RAW RECORDS:
..............................
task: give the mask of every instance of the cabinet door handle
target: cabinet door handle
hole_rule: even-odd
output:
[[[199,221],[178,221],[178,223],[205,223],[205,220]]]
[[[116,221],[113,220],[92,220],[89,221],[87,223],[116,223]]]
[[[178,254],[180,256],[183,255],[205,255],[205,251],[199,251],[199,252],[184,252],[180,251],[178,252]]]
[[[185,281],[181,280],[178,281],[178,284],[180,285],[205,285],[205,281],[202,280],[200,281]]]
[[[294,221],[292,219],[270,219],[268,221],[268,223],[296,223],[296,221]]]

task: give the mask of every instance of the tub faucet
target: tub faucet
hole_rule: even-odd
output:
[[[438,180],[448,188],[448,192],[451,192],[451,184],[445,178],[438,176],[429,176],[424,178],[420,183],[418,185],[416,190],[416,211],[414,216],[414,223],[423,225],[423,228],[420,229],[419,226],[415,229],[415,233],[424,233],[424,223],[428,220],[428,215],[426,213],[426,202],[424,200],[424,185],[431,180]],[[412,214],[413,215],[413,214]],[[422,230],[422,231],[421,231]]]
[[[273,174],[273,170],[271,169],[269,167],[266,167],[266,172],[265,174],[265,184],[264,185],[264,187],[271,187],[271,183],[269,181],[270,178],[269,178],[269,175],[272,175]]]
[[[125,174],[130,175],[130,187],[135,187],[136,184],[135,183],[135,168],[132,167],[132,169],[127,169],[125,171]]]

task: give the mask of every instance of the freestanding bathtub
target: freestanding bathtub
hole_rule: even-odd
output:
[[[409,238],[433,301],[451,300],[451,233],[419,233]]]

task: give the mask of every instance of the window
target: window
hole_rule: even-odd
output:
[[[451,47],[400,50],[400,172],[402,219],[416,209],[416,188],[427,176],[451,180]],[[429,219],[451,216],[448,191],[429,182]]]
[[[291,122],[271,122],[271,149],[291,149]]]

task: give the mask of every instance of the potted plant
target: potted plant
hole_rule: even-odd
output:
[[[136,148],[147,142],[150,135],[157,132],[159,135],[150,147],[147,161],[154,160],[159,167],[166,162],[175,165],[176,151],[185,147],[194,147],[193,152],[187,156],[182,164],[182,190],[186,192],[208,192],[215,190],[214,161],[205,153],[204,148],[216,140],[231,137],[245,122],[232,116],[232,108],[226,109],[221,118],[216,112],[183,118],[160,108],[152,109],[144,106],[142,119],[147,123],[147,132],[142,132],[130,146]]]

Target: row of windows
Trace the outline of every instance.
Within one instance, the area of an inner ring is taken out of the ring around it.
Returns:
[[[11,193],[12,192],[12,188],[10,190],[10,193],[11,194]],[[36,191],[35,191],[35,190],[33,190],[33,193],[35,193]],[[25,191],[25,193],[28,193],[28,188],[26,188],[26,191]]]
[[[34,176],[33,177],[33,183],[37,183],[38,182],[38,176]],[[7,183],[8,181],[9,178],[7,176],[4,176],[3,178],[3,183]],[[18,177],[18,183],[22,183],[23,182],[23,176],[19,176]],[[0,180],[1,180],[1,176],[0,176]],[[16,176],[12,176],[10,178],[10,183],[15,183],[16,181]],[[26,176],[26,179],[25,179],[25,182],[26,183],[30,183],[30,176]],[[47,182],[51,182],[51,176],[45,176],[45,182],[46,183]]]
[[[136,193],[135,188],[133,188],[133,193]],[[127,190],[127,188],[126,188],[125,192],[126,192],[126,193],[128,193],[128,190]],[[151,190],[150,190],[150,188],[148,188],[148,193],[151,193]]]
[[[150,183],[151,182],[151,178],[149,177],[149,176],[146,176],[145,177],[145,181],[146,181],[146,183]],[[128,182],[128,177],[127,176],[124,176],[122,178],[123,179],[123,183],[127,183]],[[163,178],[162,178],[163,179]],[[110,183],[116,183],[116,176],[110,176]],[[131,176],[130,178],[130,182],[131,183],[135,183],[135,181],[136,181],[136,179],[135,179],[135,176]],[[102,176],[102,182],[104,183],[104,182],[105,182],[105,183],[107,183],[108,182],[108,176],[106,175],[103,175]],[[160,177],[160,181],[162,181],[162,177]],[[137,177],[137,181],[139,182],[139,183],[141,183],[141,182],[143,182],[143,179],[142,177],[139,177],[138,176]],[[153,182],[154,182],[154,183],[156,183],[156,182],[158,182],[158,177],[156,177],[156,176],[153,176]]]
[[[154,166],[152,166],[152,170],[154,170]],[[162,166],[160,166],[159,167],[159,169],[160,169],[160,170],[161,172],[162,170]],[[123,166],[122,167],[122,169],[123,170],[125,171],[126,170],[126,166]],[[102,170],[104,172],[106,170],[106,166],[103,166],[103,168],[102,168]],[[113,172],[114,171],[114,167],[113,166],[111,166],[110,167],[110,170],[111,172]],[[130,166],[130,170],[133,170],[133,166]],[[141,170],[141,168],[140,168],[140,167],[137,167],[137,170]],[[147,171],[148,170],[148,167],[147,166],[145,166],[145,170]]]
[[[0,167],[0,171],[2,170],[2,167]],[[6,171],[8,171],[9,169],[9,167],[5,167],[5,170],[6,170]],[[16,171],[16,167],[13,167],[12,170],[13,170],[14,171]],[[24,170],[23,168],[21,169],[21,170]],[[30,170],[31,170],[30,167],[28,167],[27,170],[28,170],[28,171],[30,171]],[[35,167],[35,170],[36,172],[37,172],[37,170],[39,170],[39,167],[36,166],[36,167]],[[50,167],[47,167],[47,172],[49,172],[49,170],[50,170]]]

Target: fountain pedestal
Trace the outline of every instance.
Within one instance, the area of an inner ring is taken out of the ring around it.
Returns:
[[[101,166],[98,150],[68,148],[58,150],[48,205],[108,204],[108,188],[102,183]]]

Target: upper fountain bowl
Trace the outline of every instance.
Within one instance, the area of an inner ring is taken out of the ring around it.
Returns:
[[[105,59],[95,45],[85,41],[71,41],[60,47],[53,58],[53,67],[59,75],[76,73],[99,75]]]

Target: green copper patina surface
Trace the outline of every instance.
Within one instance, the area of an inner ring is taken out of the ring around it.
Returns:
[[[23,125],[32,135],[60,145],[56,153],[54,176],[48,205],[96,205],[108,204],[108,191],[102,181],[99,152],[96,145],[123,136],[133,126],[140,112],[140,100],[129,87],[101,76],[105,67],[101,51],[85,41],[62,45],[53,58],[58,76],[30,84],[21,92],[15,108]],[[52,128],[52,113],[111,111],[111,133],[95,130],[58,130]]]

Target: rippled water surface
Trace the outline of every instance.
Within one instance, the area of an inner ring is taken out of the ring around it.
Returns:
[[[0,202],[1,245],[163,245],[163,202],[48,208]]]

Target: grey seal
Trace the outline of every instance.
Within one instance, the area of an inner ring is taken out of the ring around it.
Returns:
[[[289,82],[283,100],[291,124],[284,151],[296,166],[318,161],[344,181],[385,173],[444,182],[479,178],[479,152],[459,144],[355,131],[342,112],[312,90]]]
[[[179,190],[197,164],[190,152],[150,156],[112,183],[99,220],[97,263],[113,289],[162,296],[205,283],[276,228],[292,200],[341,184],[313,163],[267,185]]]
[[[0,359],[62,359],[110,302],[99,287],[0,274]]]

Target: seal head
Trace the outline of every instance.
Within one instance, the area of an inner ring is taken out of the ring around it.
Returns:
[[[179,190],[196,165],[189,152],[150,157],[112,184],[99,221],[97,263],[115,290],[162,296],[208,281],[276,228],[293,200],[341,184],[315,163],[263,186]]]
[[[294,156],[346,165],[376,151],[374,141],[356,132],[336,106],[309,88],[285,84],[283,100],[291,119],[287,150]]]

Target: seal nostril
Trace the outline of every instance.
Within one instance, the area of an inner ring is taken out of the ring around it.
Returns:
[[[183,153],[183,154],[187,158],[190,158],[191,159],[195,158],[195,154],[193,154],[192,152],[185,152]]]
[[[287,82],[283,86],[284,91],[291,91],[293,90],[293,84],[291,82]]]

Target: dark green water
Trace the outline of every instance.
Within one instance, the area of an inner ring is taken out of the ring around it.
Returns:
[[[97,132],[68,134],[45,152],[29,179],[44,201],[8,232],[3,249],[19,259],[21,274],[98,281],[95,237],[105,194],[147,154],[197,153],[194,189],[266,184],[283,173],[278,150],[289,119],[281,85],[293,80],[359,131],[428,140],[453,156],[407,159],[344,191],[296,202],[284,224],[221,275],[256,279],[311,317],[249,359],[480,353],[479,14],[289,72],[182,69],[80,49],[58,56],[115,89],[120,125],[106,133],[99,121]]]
..............................
SHORT TASK: Return the entries from the line with "Target: rippled water surface" up to and including the line with "[[[0,359],[62,359],[110,302],[99,287],[0,274]]]", copied line for line without changes.

SOLUTION:
Target: rippled water surface
Trace the outline of every instance.
Within one instance, the area of an inner ring is taken out of the ring around it.
Returns:
[[[0,202],[1,245],[163,245],[163,202],[48,208]]]

Target: grey seal
Trace the outline of every instance.
Within one instance, the area of an inner ring is taken out of the ring around it.
Returns:
[[[289,82],[283,100],[291,124],[284,151],[296,166],[318,161],[344,181],[385,173],[444,182],[479,178],[479,152],[459,144],[355,131],[342,112],[312,90]]]
[[[179,190],[197,164],[190,152],[150,156],[112,183],[99,220],[97,263],[113,289],[162,296],[205,283],[276,228],[292,200],[341,184],[313,163],[267,185]]]
[[[0,359],[62,359],[110,302],[99,287],[0,274]]]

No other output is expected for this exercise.